╭─ Supplied records

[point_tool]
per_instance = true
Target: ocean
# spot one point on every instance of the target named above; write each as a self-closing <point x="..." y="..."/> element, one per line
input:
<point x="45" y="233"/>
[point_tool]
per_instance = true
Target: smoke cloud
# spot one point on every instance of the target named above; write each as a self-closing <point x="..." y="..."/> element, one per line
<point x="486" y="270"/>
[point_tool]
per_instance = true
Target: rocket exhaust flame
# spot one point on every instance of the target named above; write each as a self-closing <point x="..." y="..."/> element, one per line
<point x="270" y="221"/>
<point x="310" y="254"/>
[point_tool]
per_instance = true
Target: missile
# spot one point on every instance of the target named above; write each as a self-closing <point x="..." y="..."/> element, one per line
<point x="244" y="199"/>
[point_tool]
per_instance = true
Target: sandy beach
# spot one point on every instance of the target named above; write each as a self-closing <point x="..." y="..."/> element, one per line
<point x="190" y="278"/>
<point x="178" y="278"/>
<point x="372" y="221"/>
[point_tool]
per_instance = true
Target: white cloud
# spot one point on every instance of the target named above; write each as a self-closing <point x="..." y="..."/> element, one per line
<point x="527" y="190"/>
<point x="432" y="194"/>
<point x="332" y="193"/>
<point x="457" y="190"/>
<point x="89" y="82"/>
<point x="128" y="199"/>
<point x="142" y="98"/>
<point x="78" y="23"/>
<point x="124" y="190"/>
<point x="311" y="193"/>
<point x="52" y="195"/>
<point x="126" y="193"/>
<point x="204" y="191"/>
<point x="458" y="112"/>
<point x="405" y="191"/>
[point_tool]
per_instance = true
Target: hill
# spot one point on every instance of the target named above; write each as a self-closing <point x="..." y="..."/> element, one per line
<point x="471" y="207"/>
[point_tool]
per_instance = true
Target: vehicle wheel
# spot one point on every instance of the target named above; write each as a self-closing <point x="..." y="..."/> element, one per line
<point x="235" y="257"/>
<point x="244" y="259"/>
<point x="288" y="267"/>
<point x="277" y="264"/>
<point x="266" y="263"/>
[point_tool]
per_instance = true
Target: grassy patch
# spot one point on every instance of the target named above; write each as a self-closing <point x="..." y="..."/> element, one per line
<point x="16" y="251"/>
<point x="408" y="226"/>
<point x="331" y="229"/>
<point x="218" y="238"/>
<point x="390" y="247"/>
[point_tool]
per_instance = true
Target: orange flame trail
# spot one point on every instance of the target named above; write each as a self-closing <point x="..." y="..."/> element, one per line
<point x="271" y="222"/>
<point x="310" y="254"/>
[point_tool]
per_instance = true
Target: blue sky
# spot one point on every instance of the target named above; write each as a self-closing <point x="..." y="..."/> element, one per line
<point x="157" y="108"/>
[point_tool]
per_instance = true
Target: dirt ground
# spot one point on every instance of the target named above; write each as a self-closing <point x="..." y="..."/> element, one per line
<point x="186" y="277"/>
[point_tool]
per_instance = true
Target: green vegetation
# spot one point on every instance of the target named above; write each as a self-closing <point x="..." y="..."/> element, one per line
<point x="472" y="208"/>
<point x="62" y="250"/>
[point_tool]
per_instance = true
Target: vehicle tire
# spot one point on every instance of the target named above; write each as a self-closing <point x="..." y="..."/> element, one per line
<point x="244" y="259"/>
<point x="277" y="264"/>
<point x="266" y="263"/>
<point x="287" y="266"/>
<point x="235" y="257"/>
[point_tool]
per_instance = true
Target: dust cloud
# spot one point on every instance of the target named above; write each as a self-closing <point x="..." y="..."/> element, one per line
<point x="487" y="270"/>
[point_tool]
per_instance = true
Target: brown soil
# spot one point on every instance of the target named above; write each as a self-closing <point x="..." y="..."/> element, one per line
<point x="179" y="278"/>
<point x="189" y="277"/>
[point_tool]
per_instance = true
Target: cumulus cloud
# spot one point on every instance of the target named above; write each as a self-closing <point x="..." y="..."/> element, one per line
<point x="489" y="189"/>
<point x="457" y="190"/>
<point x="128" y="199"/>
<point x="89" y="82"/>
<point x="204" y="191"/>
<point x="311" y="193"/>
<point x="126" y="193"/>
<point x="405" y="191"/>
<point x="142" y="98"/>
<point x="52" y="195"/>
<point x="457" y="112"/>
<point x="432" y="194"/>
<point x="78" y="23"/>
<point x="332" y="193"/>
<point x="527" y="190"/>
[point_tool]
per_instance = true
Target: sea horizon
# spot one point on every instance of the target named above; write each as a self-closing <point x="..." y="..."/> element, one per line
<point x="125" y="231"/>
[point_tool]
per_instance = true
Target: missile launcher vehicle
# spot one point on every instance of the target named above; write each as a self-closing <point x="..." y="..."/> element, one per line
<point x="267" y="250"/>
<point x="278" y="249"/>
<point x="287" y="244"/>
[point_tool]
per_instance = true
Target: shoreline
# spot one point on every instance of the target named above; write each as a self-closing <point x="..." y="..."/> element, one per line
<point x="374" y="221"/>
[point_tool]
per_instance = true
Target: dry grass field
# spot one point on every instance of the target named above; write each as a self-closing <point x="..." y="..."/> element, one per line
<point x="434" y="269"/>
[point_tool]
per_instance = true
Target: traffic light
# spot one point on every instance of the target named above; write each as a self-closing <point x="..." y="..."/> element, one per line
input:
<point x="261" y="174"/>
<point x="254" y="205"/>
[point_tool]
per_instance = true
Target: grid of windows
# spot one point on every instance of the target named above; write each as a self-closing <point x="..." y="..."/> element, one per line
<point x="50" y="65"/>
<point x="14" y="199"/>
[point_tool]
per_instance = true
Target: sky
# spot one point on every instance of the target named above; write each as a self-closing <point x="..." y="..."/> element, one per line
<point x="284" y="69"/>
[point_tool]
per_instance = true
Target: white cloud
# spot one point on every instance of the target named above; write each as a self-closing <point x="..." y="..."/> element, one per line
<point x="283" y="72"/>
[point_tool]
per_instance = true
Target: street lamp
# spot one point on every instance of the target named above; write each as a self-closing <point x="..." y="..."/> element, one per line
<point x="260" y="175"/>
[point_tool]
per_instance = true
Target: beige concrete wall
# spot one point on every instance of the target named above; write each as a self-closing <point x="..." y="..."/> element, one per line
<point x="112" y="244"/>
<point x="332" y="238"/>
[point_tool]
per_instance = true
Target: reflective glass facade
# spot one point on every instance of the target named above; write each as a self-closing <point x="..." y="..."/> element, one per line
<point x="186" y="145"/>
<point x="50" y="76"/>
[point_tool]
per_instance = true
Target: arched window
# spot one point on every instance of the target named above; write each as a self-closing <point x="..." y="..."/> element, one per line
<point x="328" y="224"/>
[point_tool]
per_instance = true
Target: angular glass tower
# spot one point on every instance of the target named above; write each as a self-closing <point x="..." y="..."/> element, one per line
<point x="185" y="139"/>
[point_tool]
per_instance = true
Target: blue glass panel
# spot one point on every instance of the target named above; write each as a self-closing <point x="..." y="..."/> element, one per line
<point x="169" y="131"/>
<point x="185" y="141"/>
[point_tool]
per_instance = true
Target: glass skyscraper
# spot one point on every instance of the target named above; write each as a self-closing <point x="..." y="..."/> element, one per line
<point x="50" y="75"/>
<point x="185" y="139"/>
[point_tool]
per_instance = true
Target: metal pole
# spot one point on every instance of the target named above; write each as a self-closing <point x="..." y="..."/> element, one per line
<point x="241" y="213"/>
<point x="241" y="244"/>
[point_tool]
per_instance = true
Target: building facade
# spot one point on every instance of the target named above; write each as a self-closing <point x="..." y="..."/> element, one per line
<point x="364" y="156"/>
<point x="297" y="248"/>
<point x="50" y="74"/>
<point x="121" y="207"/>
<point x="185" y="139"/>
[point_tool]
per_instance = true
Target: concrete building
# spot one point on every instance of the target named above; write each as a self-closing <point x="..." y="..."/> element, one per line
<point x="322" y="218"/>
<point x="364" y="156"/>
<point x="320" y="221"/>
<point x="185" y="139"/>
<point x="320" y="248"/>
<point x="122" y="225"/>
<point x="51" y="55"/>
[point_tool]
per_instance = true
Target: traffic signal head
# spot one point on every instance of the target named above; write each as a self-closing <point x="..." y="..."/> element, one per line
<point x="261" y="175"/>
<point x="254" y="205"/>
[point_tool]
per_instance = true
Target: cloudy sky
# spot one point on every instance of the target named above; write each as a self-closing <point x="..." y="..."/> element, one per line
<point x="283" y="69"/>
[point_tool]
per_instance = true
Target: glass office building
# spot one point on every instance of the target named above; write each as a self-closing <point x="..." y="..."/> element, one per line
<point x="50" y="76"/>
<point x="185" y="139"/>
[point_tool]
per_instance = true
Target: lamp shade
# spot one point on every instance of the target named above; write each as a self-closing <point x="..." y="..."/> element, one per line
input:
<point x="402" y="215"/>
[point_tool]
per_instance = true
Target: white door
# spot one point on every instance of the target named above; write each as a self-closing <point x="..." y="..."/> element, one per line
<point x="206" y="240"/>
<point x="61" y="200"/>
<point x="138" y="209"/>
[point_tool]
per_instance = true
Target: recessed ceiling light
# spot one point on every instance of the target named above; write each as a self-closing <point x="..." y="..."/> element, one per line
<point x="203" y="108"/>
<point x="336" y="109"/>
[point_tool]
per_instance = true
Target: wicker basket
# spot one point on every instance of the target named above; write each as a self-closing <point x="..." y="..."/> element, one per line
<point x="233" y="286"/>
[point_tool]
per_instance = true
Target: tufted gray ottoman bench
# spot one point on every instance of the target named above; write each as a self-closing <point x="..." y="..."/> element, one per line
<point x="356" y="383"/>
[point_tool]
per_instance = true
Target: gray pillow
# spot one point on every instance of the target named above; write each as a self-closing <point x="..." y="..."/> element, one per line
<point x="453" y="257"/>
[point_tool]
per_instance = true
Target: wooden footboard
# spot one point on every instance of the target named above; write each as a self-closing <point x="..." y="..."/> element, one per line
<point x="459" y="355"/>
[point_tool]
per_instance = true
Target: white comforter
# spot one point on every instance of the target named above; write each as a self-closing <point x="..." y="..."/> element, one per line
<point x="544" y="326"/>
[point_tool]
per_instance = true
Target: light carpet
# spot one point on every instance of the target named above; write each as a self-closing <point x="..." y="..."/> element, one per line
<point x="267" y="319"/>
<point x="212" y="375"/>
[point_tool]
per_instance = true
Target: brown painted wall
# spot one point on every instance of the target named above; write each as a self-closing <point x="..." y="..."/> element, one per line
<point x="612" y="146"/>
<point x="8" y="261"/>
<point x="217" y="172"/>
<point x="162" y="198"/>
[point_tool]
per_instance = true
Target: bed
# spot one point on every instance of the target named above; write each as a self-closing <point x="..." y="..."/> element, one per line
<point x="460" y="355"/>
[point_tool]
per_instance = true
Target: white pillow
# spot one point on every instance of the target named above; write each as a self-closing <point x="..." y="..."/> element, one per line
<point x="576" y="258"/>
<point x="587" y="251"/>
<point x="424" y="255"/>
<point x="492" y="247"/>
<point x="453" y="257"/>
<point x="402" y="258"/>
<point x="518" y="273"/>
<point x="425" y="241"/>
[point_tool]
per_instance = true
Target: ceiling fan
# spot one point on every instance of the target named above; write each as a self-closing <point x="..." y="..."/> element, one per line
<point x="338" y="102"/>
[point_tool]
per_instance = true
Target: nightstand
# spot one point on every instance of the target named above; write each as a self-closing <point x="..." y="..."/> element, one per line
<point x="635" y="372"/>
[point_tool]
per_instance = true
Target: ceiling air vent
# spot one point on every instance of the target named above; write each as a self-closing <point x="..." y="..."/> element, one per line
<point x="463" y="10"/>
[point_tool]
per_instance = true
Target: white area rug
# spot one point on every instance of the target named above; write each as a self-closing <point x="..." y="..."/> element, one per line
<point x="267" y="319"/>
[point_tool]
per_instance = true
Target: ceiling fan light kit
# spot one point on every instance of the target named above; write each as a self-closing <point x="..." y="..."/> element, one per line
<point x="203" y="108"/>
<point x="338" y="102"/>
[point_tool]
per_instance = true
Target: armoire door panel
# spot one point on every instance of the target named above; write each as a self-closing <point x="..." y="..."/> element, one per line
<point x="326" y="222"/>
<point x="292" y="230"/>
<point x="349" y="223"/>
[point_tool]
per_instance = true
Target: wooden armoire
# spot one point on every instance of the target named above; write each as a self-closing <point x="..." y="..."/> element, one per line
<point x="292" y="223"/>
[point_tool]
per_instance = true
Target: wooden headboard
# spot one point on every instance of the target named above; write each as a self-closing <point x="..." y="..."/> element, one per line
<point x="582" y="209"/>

╰─

--- The task ---
Select each line of the data above that contains the string "blue", and copy those lines out.

--- Answer in full ---
Target: blue sky
Target: blue glass panel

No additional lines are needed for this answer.